Task description:
Reproduce verbatim the part of the items that opens with the line containing "target | patterned curtain" and runs through the end of the items. Leave the pictures out of your answer.

━━━━━━━━━━━━━━━━━━━━━━━━━━━━━━

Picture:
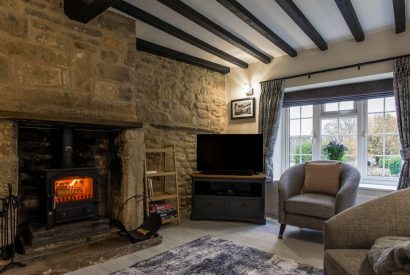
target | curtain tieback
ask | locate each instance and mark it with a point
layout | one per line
(405, 154)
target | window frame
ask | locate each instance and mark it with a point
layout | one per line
(360, 112)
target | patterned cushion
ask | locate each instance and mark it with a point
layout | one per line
(316, 205)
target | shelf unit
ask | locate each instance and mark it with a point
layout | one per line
(168, 192)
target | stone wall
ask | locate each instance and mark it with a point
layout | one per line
(52, 68)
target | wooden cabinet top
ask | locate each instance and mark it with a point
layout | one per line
(253, 177)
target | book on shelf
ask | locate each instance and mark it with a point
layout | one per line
(150, 188)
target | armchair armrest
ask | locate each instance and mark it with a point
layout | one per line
(360, 226)
(290, 184)
(349, 183)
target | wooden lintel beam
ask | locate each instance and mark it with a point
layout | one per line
(154, 21)
(300, 19)
(86, 10)
(214, 28)
(245, 15)
(146, 46)
(399, 7)
(349, 14)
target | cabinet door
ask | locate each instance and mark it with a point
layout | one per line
(245, 207)
(210, 205)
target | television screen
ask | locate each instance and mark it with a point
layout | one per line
(230, 152)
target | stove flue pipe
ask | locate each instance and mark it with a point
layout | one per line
(67, 148)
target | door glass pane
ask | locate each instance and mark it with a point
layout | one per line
(294, 112)
(307, 111)
(307, 127)
(329, 127)
(348, 126)
(294, 127)
(331, 107)
(375, 123)
(375, 105)
(391, 122)
(346, 105)
(390, 104)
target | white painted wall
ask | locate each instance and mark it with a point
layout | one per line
(376, 46)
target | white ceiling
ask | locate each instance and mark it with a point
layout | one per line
(324, 15)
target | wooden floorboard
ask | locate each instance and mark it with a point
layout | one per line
(301, 245)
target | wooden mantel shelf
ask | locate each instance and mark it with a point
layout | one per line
(45, 119)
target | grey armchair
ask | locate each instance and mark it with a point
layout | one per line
(349, 235)
(310, 210)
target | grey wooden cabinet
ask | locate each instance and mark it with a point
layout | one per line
(228, 197)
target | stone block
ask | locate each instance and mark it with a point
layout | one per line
(80, 70)
(32, 74)
(13, 25)
(114, 72)
(109, 56)
(4, 68)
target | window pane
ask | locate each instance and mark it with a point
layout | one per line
(346, 105)
(294, 112)
(390, 104)
(294, 145)
(375, 145)
(375, 166)
(375, 105)
(348, 126)
(331, 107)
(391, 122)
(392, 145)
(392, 166)
(307, 111)
(329, 127)
(307, 127)
(375, 123)
(306, 146)
(294, 127)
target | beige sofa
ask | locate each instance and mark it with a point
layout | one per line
(349, 235)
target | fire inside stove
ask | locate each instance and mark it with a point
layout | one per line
(75, 188)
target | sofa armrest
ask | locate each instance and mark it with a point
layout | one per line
(349, 183)
(290, 184)
(360, 226)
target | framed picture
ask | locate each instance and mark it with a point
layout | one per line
(243, 108)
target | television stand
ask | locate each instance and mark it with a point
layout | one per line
(228, 197)
(229, 172)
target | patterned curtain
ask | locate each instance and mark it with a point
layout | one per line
(270, 105)
(401, 85)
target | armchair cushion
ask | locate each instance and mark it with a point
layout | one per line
(347, 261)
(322, 177)
(309, 204)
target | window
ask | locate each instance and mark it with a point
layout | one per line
(383, 145)
(368, 128)
(300, 135)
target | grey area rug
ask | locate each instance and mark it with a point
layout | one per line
(209, 255)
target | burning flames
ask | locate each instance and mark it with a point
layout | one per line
(75, 188)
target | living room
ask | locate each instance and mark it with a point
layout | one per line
(123, 97)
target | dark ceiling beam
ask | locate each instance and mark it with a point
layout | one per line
(86, 10)
(145, 46)
(204, 22)
(399, 7)
(149, 19)
(300, 19)
(347, 10)
(240, 11)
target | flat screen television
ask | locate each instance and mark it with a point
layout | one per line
(230, 153)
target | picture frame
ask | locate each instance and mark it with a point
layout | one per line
(243, 108)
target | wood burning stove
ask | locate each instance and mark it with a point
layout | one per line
(70, 193)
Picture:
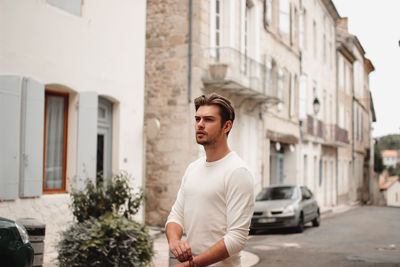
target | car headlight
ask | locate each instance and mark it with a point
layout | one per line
(23, 233)
(289, 210)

━━━━━━━━━━━━━━━━━━━━━━━━━━━━━━

The solution:
target | patterned curtain
ask | locate each instance and mark it with a point
layout | one per line
(270, 105)
(401, 85)
target | armchair cushion
ask | locate each instance and mark it with a point
layout | one per line
(347, 261)
(322, 177)
(309, 204)
target | window
ask | locate each instance and mark it with a point
layout | one per line
(383, 145)
(368, 128)
(300, 135)
target | grey area rug
ask | locate each instance and mark it with a point
layout | one per line
(209, 255)
target | burning flames
ask | locate each instance and mark it with a point
layout | one per line
(75, 188)
target | living room
ask | locate each instance and mark it with a point
layout | one per line
(123, 97)
target | dark ceiling beam
ask | locate each instance and mark it with a point
layout | one per line
(86, 10)
(145, 46)
(204, 22)
(399, 7)
(149, 19)
(300, 19)
(347, 10)
(240, 11)
target | flat screen television
ask | locate each instance and mark it with a point
layout | one per line
(230, 153)
target | picture frame
ask | locate each instance and mark it with a point
layout | one per line
(243, 108)
target | wood burning stove
ask | locate each instance and mark it with a point
layout | one per line
(70, 193)
Picture:
target | car headlight
ask | locate each instance and mark it with a point
layout | one per line
(23, 233)
(289, 210)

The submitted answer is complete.